**Instructions for the task**
The records follow. Give them all back exactly.

**Data records**
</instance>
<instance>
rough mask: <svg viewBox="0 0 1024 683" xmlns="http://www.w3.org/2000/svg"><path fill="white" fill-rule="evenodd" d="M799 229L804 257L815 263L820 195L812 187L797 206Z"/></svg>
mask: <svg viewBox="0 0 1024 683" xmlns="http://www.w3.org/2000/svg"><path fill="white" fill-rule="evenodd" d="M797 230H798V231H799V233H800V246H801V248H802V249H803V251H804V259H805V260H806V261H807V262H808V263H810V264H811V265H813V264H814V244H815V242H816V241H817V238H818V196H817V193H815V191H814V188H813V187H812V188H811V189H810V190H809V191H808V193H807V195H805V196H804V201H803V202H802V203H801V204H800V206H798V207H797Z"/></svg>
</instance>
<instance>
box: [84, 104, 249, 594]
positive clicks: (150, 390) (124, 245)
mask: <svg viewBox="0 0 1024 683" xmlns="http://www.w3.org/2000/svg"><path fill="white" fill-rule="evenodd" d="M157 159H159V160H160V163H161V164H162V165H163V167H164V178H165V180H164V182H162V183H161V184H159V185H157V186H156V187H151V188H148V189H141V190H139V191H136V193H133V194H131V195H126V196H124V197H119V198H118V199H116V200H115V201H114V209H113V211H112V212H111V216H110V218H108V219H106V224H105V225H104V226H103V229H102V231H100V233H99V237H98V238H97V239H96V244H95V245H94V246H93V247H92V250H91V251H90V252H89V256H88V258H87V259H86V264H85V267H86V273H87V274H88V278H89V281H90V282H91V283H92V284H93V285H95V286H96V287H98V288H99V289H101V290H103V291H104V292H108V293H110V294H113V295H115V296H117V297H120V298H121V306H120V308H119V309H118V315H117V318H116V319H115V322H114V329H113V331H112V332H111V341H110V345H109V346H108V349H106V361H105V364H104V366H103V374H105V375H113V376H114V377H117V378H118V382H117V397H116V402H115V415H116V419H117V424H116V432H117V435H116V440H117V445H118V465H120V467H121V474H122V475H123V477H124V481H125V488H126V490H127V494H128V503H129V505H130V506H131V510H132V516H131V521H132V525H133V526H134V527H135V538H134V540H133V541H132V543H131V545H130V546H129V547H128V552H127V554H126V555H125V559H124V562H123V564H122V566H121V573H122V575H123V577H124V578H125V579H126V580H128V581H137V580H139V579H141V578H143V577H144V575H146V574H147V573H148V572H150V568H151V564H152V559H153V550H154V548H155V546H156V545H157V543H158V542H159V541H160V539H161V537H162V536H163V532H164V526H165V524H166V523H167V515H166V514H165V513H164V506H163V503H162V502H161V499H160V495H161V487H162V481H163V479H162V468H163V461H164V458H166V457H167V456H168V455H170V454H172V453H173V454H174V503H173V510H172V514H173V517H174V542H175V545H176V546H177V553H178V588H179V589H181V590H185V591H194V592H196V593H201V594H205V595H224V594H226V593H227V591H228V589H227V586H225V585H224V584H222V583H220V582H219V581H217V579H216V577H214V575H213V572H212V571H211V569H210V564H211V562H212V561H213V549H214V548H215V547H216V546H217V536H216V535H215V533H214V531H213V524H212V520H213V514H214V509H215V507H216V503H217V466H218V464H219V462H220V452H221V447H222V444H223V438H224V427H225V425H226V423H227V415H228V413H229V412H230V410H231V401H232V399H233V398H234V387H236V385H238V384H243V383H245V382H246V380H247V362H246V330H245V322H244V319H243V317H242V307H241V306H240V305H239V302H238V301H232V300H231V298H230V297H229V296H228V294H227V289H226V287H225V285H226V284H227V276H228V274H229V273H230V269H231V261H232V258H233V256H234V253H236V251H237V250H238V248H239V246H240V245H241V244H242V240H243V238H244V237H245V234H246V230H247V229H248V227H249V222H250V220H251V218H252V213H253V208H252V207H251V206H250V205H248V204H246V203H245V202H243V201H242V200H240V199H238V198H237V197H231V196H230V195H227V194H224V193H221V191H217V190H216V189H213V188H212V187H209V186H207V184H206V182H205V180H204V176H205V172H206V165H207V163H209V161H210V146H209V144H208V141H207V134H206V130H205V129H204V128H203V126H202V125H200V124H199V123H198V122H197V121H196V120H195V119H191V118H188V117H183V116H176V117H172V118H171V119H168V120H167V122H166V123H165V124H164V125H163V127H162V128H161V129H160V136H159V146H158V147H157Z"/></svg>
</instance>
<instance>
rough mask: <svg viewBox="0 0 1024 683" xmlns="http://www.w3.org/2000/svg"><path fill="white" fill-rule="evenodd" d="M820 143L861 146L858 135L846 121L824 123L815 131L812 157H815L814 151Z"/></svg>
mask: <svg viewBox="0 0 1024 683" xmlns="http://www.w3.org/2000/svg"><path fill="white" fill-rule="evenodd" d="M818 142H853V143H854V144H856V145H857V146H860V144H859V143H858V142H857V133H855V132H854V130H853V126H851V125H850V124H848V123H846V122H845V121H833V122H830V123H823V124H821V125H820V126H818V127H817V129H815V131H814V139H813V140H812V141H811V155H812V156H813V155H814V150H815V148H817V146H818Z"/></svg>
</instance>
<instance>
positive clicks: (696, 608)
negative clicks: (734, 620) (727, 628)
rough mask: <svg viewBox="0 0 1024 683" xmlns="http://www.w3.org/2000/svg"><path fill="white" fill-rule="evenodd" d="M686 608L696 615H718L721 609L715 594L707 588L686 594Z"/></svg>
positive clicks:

**Answer**
</instance>
<instance>
rough mask: <svg viewBox="0 0 1024 683" xmlns="http://www.w3.org/2000/svg"><path fill="white" fill-rule="evenodd" d="M799 229L804 257L815 263L820 195L812 187L797 206Z"/></svg>
mask: <svg viewBox="0 0 1024 683" xmlns="http://www.w3.org/2000/svg"><path fill="white" fill-rule="evenodd" d="M797 230H798V231H799V233H800V246H801V248H802V249H803V251H804V259H805V260H806V261H807V262H808V263H810V264H811V265H813V264H814V244H815V242H816V241H817V238H818V196H817V193H815V191H814V188H813V187H812V188H811V189H810V190H809V191H808V193H807V195H805V196H804V201H803V202H802V203H801V204H800V206H798V207H797Z"/></svg>
</instance>
<instance>
box: [84, 104, 249, 594]
positive clicks: (150, 390) (124, 245)
mask: <svg viewBox="0 0 1024 683" xmlns="http://www.w3.org/2000/svg"><path fill="white" fill-rule="evenodd" d="M157 159H159V160H160V163H161V164H162V165H163V167H164V178H165V180H164V182H162V183H161V184H159V185H157V186H156V187H151V188H148V189H141V190H139V191H136V193H133V194H131V195H126V196H124V197H119V198H118V199H116V200H115V201H114V209H113V211H112V212H111V216H110V218H108V219H106V224H105V225H104V226H103V229H102V231H100V233H99V237H98V238H97V239H96V244H95V245H94V246H93V247H92V250H91V251H90V252H89V256H88V258H87V259H86V264H85V267H86V273H87V274H88V278H89V281H90V282H91V283H92V284H93V285H95V286H96V287H98V288H99V289H101V290H103V291H104V292H108V293H110V294H113V295H115V296H117V297H120V298H121V306H120V308H119V309H118V315H117V318H116V319H115V322H114V329H113V331H112V332H111V341H110V345H109V346H108V349H106V361H105V364H104V366H103V374H105V375H113V376H114V377H117V378H118V382H117V397H116V402H115V415H116V419H117V424H116V432H117V435H116V440H117V445H118V465H120V467H121V474H122V475H123V477H124V481H125V488H126V490H127V494H128V503H129V505H130V506H131V510H132V516H131V521H132V525H133V526H134V527H135V538H134V540H133V541H132V543H131V545H130V546H129V547H128V552H127V554H126V555H125V559H124V562H123V564H122V566H121V573H122V575H123V577H124V578H125V579H126V580H128V581H137V580H139V579H141V578H143V577H144V575H146V574H147V573H148V572H150V568H151V564H152V559H153V550H154V548H155V546H156V545H157V543H158V542H159V541H160V539H161V537H162V536H163V532H164V526H165V524H166V523H167V515H166V514H165V513H164V506H163V503H162V502H161V499H160V495H161V487H162V481H163V479H162V468H163V461H164V458H166V457H167V456H168V455H170V454H172V453H173V454H174V503H173V510H172V514H173V517H174V542H175V545H176V546H177V553H178V588H179V589H181V590H185V591H194V592H196V593H201V594H205V595H224V594H226V593H227V591H228V589H227V586H225V585H224V584H222V583H220V582H219V581H217V579H216V577H214V575H213V572H212V571H211V569H210V564H211V562H212V561H213V549H214V548H215V547H216V546H217V536H216V535H215V533H214V531H213V524H212V520H213V514H214V509H215V507H216V503H217V466H218V464H219V462H220V452H221V447H222V444H223V438H224V427H225V425H226V423H227V415H228V413H229V412H230V410H231V401H232V399H233V398H234V387H236V385H238V384H243V383H245V382H246V380H247V362H246V330H245V322H244V319H243V317H242V307H241V306H240V305H239V302H238V301H232V300H231V298H230V297H229V296H228V294H227V289H226V287H225V285H226V284H227V276H228V274H229V273H230V269H231V261H232V258H233V256H234V253H236V251H237V250H238V248H239V246H240V245H241V244H242V240H243V238H244V237H245V234H246V230H247V229H248V227H249V222H250V220H251V218H252V213H253V208H252V207H251V206H250V205H248V204H246V203H245V202H243V201H242V200H240V199H238V198H237V197H231V196H230V195H227V194H224V193H221V191H217V190H216V189H213V188H212V187H209V186H207V184H206V182H205V180H204V176H205V172H206V165H207V163H209V161H210V146H209V144H208V141H207V134H206V130H205V129H204V128H203V126H202V125H200V124H199V123H198V122H197V121H196V120H195V119H191V118H188V117H183V116H176V117H172V118H171V119H168V120H167V122H166V123H165V124H164V125H163V127H162V128H161V129H160V136H159V146H158V147H157Z"/></svg>
</instance>
<instance>
rough mask: <svg viewBox="0 0 1024 683" xmlns="http://www.w3.org/2000/svg"><path fill="white" fill-rule="evenodd" d="M820 143L861 146L858 135L846 121L824 123L815 131L812 157H815L814 151Z"/></svg>
mask: <svg viewBox="0 0 1024 683" xmlns="http://www.w3.org/2000/svg"><path fill="white" fill-rule="evenodd" d="M818 142H853V143H854V144H856V145H857V146H860V144H859V143H858V142H857V133H855V132H854V130H853V126H851V125H850V124H848V123H846V122H845V121H833V122H830V123H823V124H821V125H820V126H818V127H817V129H815V131H814V139H813V140H812V141H811V155H812V156H813V155H814V150H815V148H817V146H818Z"/></svg>
</instance>
<instance>
positive clicks: (696, 608)
negative clicks: (734, 620) (727, 628)
rough mask: <svg viewBox="0 0 1024 683" xmlns="http://www.w3.org/2000/svg"><path fill="white" fill-rule="evenodd" d="M686 608L696 615H718L721 609L715 594L707 588L686 594Z"/></svg>
positive clicks:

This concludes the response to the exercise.